### Passage given
╭──

Dear Mark,
On your Hooked on Winning tapes, you said you worked in the soft and hard count
rooms of a casino. What are they and what’s the difference?
Tom G.
Hard = coins. Soft = paper. There’s the distinction, Tom.
When I worked hard count, I removed and collected coin drop buckets from slot
machines, transported them to a hard count room, machine-counted the change
from the drop buckets, wrapped the coins, then prepared them for either bank
drops or a quick trip back to the gaming floor.
As a soft count team member, I worked in a separate, tightly secured room with
paper or "soft" currency from the table games. We all know what happens
to the gobbled-up coins we play on a slot machine — insert coins, yank handle,
insert more coins — so allow me, Tom, to take you on a step-by-step tour from
the moment you pull out your Ben Franklin at a blackjack table to when it becomes
gaming revenue.
You sit down at a blackjack table, pull out a crispy $100 bill, and get chips
in exchange. The dealer then stuffs the $100 bill into a slotted box located
underneath the table. Say bye-bye to Ben, Tom.
At the end of the shift, a drop team (which usually includes the drop team
leader and one or two security guards) exchanges the drop box containing Tom’s
$100 bill for an empty drop box to be used by the next shift. Tom’s box
is then taken to the "soft count room" and is locked up until a count
team (as a rule different from the drop team) comes in, coffee in hand, in the
morning.
After the java fix and the morning gossip briefing, the soft count team empties
the drop box that contains Tom’s $100 bill in the center of the count
table. One member of the team then sorts all the currency by denomination. The
stacks of currency are then counted and recorded and documented by a second
count team member — call her the recorder. The count is then recorded on the
count sheet and then a third count team member counts the currency and compares
the result to the figures on the soft count sheet. If the two amounts correspond,
the amount from that drop box and table is recorded on a table summary sheet.
The money is then turned over to the casino’s cage, and the table games
summary sheet is given to the accounting department where it is examined, then
entered into the system as gaming revenue.

╰──

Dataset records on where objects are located
╭──

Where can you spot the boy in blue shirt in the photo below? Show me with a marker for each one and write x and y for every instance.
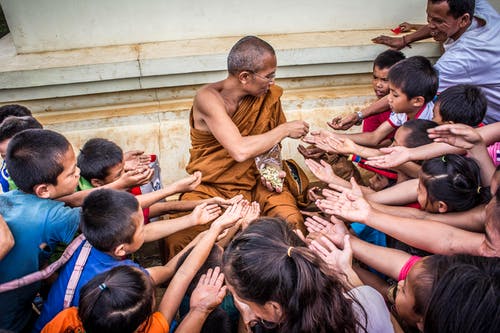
(43, 166)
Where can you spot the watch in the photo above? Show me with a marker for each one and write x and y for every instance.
(360, 117)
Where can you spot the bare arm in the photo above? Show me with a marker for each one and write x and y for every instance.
(211, 110)
(6, 238)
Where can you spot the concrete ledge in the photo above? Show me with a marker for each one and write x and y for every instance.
(179, 63)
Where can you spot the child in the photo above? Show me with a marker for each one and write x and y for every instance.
(110, 304)
(113, 225)
(381, 66)
(413, 84)
(461, 104)
(287, 286)
(42, 172)
(8, 128)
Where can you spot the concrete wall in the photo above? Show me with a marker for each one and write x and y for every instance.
(47, 25)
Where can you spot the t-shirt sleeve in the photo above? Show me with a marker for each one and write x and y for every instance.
(377, 317)
(62, 223)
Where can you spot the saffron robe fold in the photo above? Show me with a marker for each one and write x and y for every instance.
(225, 177)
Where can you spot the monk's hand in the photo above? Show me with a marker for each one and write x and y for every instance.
(188, 183)
(296, 129)
(272, 178)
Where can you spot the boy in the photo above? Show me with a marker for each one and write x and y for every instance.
(101, 163)
(413, 83)
(42, 172)
(113, 225)
(381, 66)
(8, 128)
(461, 104)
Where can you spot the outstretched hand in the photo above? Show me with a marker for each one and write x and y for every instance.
(391, 158)
(204, 213)
(209, 291)
(457, 135)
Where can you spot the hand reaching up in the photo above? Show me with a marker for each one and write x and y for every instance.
(204, 213)
(209, 291)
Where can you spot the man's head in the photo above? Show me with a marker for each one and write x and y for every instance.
(13, 125)
(42, 162)
(462, 104)
(381, 65)
(112, 222)
(253, 62)
(412, 82)
(100, 161)
(15, 110)
(449, 18)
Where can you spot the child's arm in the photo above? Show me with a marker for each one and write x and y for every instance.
(202, 214)
(427, 235)
(399, 194)
(347, 121)
(207, 295)
(181, 280)
(6, 239)
(466, 137)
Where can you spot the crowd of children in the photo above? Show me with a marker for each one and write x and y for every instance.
(416, 249)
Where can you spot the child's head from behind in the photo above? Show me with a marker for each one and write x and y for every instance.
(15, 110)
(465, 299)
(414, 293)
(100, 161)
(119, 300)
(462, 104)
(413, 82)
(42, 162)
(13, 125)
(381, 65)
(112, 222)
(451, 183)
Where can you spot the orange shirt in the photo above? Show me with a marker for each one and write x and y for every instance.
(68, 319)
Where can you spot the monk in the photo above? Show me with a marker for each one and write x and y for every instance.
(232, 122)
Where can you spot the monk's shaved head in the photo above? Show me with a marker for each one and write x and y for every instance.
(248, 54)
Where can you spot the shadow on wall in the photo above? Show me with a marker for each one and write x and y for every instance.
(4, 28)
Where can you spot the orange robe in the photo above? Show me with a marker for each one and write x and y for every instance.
(224, 177)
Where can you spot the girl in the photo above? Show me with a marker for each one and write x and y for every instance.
(121, 300)
(287, 286)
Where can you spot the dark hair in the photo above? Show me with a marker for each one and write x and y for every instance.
(418, 132)
(13, 125)
(415, 76)
(119, 300)
(35, 157)
(459, 7)
(15, 110)
(463, 104)
(388, 58)
(97, 156)
(107, 218)
(455, 180)
(257, 266)
(247, 54)
(474, 291)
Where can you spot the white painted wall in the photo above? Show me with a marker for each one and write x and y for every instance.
(47, 25)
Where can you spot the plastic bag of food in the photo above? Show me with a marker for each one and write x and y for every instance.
(270, 167)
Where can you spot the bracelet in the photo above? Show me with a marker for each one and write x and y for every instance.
(405, 43)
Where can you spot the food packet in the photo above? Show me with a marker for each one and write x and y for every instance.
(270, 167)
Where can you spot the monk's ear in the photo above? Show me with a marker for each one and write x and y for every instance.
(244, 76)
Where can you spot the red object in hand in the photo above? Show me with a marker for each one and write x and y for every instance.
(396, 30)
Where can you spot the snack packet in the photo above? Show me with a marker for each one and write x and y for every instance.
(270, 167)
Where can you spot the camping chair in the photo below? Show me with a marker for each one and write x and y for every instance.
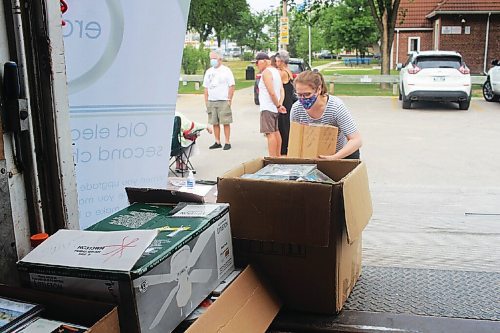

╰──

### Tasks to carry out
**a.** In the casino count room passage, why does the drop team put an empty drop box at the table when it takes away the box holding Tom's $100 bill? Answer in one to three sentences.
**b.** Continue the casino count room passage from its last sentence.
The records stand apart from the casino count room passage.

### Outputs in order
**a.** The empty box replaces the full one so that the next shift can use it.

**b.**
Dear Mark,
A pit boss brought eight new decks to fill the shoe on a blackjack table. Before
the dealer shuffled them, she spread each deck across the table to see that
each card was there. Then she laid all the cards face down on the table and
start swishing them around, sort of like we use to do when we were kids and
played the game of fish. Because this was the first time I have ever seen this
happen, I am curious as to the reasoning behind doing it. Jenny T.
Card shuffling procedure can differ from casino to casino when new cards enter
the game. With shoe games, which use multiple decks of cards (4, 6 or 8 decks),
each casino uses some combination of mixing techniques to achieve a high degree
of randomization. What you described in your question is called “washing,”
a card-shuffling technique in which the dealer spreads the cards face down on
the table and then proceeds to mix them up, flat-handed, in a washing-like action,
before performing a standard shuffle. Card washing, Jenny, is intended to remove
any residual sequencing of cards that new decks of cards have.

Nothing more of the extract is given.